## Records from a dataset
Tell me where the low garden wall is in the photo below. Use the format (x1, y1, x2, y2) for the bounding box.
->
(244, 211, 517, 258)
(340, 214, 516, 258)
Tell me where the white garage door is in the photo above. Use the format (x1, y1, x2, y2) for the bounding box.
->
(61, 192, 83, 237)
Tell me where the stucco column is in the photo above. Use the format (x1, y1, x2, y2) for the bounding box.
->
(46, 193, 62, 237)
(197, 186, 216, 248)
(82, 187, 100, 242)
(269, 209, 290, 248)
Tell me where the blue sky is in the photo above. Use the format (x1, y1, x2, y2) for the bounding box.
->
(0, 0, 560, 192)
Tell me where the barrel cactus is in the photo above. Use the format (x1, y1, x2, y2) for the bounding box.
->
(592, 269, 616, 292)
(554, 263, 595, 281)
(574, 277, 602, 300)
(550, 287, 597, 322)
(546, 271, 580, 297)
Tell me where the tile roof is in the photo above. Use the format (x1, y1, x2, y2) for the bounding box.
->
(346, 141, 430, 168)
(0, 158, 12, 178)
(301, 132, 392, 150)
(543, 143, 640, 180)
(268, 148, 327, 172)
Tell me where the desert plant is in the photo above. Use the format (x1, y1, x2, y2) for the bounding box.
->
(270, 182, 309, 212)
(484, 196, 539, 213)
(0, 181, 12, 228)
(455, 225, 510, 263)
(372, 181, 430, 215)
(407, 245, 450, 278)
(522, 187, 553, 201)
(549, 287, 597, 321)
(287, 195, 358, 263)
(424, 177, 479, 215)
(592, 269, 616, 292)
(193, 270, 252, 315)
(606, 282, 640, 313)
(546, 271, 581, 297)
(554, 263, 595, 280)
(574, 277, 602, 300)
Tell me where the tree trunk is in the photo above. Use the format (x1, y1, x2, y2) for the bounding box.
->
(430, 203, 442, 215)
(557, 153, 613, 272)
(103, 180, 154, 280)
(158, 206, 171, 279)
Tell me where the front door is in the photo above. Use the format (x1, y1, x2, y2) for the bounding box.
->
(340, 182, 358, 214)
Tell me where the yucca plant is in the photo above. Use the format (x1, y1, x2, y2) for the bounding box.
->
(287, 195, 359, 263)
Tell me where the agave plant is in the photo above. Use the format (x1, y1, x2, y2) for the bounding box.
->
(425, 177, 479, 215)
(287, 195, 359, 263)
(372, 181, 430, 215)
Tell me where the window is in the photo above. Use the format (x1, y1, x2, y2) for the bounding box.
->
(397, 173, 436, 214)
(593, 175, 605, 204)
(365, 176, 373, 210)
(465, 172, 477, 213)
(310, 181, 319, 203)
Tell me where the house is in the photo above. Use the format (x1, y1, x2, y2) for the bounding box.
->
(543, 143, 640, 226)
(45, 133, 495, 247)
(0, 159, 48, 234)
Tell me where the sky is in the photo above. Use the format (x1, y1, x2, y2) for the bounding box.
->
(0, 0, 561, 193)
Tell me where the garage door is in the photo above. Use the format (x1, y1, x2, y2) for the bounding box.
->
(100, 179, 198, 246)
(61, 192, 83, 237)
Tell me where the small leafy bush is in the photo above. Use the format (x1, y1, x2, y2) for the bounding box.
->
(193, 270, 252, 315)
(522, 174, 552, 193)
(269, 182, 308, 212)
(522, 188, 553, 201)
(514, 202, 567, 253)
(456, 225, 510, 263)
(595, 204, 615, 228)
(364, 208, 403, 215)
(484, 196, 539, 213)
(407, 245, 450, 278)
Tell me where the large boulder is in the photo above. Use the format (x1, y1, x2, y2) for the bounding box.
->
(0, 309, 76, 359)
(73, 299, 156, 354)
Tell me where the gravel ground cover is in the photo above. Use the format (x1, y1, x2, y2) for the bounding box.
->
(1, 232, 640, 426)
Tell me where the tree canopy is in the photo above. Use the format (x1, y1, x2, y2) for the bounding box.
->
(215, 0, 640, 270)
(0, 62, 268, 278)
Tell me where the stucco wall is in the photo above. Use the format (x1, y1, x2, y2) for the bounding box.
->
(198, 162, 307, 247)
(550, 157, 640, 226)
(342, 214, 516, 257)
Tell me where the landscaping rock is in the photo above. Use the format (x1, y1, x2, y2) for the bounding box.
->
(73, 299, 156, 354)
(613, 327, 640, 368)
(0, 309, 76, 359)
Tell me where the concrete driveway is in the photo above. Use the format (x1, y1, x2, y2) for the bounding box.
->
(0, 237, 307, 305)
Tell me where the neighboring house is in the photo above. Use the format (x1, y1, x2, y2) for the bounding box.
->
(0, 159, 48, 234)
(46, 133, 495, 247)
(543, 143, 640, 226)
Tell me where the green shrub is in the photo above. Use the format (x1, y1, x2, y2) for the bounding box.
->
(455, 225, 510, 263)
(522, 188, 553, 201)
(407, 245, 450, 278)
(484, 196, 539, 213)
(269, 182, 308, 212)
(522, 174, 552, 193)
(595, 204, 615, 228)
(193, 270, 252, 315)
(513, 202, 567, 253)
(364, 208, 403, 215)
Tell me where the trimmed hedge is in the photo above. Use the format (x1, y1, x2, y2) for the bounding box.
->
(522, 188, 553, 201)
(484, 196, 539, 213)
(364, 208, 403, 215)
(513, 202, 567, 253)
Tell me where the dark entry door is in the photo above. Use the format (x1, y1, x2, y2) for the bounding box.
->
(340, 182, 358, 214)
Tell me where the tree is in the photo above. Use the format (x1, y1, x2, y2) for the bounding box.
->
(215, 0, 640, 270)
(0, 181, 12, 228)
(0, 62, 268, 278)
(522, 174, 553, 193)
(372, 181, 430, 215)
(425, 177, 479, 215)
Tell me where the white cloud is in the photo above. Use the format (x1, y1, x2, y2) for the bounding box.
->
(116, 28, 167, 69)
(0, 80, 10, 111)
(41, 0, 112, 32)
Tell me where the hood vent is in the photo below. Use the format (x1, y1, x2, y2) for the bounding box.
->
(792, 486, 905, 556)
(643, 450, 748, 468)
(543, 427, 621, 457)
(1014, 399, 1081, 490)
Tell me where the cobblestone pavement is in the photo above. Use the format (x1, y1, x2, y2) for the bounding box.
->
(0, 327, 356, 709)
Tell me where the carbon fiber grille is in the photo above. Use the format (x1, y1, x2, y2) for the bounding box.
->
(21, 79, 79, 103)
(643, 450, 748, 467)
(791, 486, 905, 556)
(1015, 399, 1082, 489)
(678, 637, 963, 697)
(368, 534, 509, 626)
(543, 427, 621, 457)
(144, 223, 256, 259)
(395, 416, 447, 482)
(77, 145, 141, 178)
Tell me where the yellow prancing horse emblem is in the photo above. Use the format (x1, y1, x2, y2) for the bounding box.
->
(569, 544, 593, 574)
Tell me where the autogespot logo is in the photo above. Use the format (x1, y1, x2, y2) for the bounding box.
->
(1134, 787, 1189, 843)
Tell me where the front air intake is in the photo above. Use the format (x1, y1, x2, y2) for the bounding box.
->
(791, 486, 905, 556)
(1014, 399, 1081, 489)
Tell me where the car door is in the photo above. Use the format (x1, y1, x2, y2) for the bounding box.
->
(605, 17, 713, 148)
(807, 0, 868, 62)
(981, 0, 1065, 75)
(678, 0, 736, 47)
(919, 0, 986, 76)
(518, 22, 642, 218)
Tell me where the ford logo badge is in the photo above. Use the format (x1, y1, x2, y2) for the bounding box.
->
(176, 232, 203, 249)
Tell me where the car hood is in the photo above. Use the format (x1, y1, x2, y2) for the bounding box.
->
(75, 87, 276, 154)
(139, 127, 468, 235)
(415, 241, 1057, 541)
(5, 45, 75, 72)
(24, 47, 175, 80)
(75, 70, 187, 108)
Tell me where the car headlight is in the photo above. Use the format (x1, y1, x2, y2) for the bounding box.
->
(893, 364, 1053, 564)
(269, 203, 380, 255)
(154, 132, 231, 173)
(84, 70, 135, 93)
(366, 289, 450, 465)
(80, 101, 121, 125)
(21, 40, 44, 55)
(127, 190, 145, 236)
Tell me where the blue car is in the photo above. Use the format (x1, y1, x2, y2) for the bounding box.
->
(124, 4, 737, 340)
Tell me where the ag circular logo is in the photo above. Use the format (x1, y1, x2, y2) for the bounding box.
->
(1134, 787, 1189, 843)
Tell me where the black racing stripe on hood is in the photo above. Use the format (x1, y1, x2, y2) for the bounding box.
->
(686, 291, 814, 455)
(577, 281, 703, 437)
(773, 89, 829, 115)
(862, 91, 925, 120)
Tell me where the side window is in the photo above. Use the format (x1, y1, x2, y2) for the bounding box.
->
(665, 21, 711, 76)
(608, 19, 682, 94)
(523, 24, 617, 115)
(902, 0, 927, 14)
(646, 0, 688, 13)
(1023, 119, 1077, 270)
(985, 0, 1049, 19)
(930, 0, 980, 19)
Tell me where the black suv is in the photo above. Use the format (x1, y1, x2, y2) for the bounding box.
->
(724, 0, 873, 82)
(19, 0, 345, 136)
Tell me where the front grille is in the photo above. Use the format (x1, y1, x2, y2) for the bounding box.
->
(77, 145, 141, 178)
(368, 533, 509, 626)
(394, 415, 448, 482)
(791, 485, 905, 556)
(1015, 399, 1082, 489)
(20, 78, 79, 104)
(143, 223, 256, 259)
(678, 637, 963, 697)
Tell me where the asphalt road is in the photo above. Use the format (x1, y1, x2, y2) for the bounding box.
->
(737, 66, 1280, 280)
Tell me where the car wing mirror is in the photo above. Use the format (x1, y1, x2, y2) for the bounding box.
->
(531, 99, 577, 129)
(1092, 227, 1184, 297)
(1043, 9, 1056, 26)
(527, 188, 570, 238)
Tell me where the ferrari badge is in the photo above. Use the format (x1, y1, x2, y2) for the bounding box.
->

## Task description
A copy of each line above that holds the word "front" is the expected answer.

## Response to the exercise
Tell me where the front door is in the photo above. Use the format (x1, y1, x2, y2) for the bounding box.
Tell me where the front air intake is in the photo above. Use the format (x1, y1, x2, y2) for the bounding box.
Tell me where the front grille is in the photo above. Use the format (x1, y1, x2, y2) for the bounding box.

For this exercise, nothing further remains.